Segment Open

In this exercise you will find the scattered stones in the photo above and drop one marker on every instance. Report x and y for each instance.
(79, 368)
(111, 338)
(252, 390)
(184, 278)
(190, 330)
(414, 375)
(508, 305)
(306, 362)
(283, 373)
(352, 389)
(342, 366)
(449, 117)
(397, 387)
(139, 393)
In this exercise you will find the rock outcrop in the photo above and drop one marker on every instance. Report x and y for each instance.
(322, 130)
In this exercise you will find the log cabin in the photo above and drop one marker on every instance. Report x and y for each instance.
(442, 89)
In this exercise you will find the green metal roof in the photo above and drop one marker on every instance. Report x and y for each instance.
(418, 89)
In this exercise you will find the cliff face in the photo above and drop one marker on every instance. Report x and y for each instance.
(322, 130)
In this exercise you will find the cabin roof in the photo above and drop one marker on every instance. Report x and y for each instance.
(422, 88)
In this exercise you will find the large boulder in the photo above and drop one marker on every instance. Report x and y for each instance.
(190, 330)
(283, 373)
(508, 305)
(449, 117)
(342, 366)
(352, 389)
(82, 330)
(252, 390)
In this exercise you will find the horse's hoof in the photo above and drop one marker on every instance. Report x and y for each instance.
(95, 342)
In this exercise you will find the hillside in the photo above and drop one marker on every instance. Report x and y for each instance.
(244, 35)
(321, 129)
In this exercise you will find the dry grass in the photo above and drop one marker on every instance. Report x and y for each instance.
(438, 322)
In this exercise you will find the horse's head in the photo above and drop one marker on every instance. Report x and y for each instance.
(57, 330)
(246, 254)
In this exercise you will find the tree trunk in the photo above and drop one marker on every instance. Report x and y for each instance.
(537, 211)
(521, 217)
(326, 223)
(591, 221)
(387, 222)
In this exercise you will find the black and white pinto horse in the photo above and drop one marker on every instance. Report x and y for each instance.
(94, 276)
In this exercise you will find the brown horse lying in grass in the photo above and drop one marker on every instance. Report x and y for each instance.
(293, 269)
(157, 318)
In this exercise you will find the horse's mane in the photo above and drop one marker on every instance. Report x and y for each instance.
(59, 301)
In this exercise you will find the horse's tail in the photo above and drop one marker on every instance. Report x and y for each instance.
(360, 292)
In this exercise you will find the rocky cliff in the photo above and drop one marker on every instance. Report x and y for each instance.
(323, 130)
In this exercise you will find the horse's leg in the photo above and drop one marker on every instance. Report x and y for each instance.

Segment Closed

Reproduce every line above, keeping each word exactly as it appears.

In this exercise you will find the scattered stones in the photo above and drop one marker on every instance. Report x and y for each instance.
(79, 368)
(111, 338)
(252, 390)
(184, 278)
(190, 330)
(414, 375)
(508, 305)
(306, 362)
(283, 373)
(352, 389)
(342, 366)
(449, 117)
(397, 387)
(139, 393)
In this exercise you will find the rock outcrop in the photo above and drop one marker on every instance. Report x and y for each instance.
(322, 130)
In this exercise you will find the log cabin in the photo above and drop one marker on every instance. Report x and y for each instance.
(442, 89)
In this exercise you will find the green metal roof in the photo above and drop one marker on every instance. Report x and y for each instance.
(418, 89)
In this exercise you will find the cliff face in the photo above and drop one marker on every instance. Report x and y for each instance.
(322, 130)
In this exercise you will find the cabin roof in the photo above and drop one marker on every instance. Report x and y for each instance.
(422, 88)
In this exercise you will find the large boulder in the photo above and drop one marker on every instance. Report x and y for each instance.
(190, 330)
(283, 373)
(508, 305)
(449, 117)
(342, 366)
(352, 389)
(82, 330)
(252, 390)
In this exercise you will find the horse's hoof in the photo above and drop one marker on every instance. Report x and y for each instance.
(95, 342)
In this exercise you will find the hillside in the photo above and drop one marker on every instance. Report x and y for each instance.
(244, 35)
(321, 129)
In this exercise you will find the dry grass in the photo above and drop one marker on every instance. Report x and y for each instance.
(438, 322)
In this exercise you will find the horse's head in the photo above and drop one marker on every instance. Report x and y for each instance.
(57, 330)
(246, 254)
In this exercise you will find the tree trunk in the photo above and drop one marker on every instance. Report x and y for each instance.
(537, 211)
(521, 217)
(326, 223)
(591, 221)
(387, 222)
In this exercise you will find the black and white pinto horse in the photo above and drop one marker on every instance. Report x and y for each instance.
(94, 276)
In this exercise you will find the brown horse lying in grass in the photo above and drop one marker on every instance. Report x and y for each instance.
(293, 269)
(157, 318)
In this exercise you will find the horse's mane in the photo above and drop one marker on every instance. Report x and y for each instance.
(59, 301)
In this exercise you will find the horse's tail in the photo above and drop one marker on every instance. Report x and y for each instance.
(360, 292)
In this exercise you will find the rocky cliff in the photo above and drop one marker on every instance. Report x and y for each instance.
(323, 130)
In this exercise you will find the horse's leg in the photo above and drop one marker on every instance. Report x and y for each instance.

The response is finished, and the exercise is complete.